Task to complete:
Copy every item below verbatim, keeping each line and its order unchanged.
■ ■ ■
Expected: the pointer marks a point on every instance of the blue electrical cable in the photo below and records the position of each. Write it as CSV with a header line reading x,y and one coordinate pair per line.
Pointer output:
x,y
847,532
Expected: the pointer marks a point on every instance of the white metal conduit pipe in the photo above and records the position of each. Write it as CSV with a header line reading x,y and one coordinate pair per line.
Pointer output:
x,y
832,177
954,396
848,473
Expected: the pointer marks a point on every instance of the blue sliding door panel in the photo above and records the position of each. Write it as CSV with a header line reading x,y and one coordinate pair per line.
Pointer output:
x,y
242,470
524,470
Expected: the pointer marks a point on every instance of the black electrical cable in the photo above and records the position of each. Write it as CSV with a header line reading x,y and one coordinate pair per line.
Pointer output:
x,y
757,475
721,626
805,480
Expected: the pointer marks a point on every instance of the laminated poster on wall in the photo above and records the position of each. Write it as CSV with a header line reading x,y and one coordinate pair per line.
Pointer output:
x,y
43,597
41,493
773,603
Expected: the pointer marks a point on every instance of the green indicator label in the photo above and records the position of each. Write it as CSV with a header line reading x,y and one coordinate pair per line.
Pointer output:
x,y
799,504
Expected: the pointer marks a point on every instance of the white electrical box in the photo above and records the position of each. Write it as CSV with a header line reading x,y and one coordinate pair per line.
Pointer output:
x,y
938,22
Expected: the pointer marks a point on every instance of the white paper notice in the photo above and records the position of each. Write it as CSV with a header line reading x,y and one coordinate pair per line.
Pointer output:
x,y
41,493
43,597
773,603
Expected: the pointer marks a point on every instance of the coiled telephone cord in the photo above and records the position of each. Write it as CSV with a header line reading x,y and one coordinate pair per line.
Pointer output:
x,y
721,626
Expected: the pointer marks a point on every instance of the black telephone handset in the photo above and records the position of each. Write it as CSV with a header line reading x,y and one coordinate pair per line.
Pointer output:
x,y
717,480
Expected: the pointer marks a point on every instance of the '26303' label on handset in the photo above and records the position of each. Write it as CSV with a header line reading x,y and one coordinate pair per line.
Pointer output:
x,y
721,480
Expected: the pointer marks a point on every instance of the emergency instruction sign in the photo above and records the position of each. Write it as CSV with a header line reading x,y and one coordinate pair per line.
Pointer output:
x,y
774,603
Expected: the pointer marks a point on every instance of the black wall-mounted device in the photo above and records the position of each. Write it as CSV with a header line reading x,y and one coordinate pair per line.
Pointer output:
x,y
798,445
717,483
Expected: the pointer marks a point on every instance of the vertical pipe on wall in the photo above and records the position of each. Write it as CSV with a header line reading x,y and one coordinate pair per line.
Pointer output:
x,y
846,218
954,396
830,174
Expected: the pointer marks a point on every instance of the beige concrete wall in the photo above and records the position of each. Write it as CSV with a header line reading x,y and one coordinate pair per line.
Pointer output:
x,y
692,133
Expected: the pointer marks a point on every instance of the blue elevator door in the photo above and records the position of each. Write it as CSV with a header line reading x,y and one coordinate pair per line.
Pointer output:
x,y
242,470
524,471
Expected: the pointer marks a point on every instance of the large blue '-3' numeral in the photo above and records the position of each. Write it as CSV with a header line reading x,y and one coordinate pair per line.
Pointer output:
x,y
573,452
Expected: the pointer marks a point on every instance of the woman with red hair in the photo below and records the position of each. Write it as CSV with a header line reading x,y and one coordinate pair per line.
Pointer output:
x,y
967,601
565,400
■ ■ ■
Solution:
Expected: the pointer marks a point on every instance of the blue electrical cable in the photo below and records the position of each. Write it as CSV with a header line reading x,y and one coordinate pair per line.
Pointer output:
x,y
847,532
Expected: the pointer marks a point on every instance of the white metal conduit pipe in the photo above and records the position of each. Write it as CSV with a header line reading x,y and one coordinate pair per line.
Pointer output:
x,y
832,177
954,396
848,473
Expected: the pointer marks a point on every instance of the blue sliding door panel in the photo above and records the position of each. Write it as CSV with a header line reading x,y and one coordinate pair per line.
Pointer output:
x,y
242,470
524,470
Expected: the pointer marks a point on every instance of the black electrical cable in the photo above and records the position of each. Write it as CSV with a header line reading x,y and one coordinate pair per line.
Pointer output:
x,y
757,475
721,626
805,480
Expected: the pointer marks a point on every instance of the laminated poster on wall in the photo above and records the position of each. Write it as CSV with a header line reading x,y and one coordinate pair per line.
Pointer output:
x,y
43,597
41,493
773,603
Expected: the pointer marks a point on every instance of the green indicator label in the photo above and records the position of each. Write it as CSV with a header line reading x,y and one coordinate pair per line.
Pointer output:
x,y
799,504
Expected: the pointer marks a point on every instance of the white electrical box in the photo above and records the position of each. Write it as CSV with a header line reading x,y and one coordinate pair per line.
Pointer output:
x,y
938,22
Expected: the pointer marks a point on every instance of the white paper notice in the photo above and records the position of each. Write it as CSV with a header line reading x,y and one coordinate pair per line.
Pointer output:
x,y
41,493
43,597
773,603
Expected: the pointer marks a point on every instance of the coiled telephone cord in the photo above and records the position of each. Write it as CSV with a header line reading x,y and one coordinate pair per line.
Pointer output:
x,y
721,626
Expected: the pointer marks a point on every instance of the black telephone handset in the photo above and records the position of each. Write it as CSV with a header line reading x,y and one coordinate pair per line.
Pointer output:
x,y
717,480
Expected: the pointer marks a point on every instance of the '26303' label on handset in the photo above and records the position of each. Write it as CSV with a header line reading x,y and one coordinate pair per line.
Pointer output:
x,y
721,480
Expected: the pointer marks a point on every instance of the emergency instruction sign in the photo above and records the position of each. Write it as CSV with a header line reading x,y and one coordinate pair per line.
Pointer output:
x,y
774,603
Expected: the pointer marks a point on every instance of the black wall-mounted device in the photo above and records the position of each. Write it as CSV with a header line reading x,y and one coordinate pair per line.
Pointer output:
x,y
798,445
717,483
Expected: the pointer marks a point on every instance of the vertical pipe on wall in the photo above and records the position of each. Write it as CSV with a header line reading x,y and one coordinate pair per line.
Pointer output:
x,y
846,218
954,396
830,174
Expected: the pointer marks a point on every instance of the beige concrete wall in the photo above and records the position of each. Write it as CSV with a header line reading x,y and one coordinate pair per line.
Pointer output:
x,y
692,133
Expected: the pointer marks a point on every instance of the blue elevator door in the photo above and records the position of each. Write it as CSV with a header line reading x,y and one coordinate pair per line.
Pointer output:
x,y
242,470
524,471
Expected: the pointer marks a point on every instance of the large blue '-3' numeral in the photo above and records the position of each. Write it as CSV with a header line reading x,y and one coordinate pair per line.
Pointer output:
x,y
573,452
Expected: the pointer marks a point on every instance of the woman with red hair in the photo below and records the position of each. Write it as CSV with a header line reading x,y and one coordinate pair per line.
Pointer output:
x,y
967,601
565,400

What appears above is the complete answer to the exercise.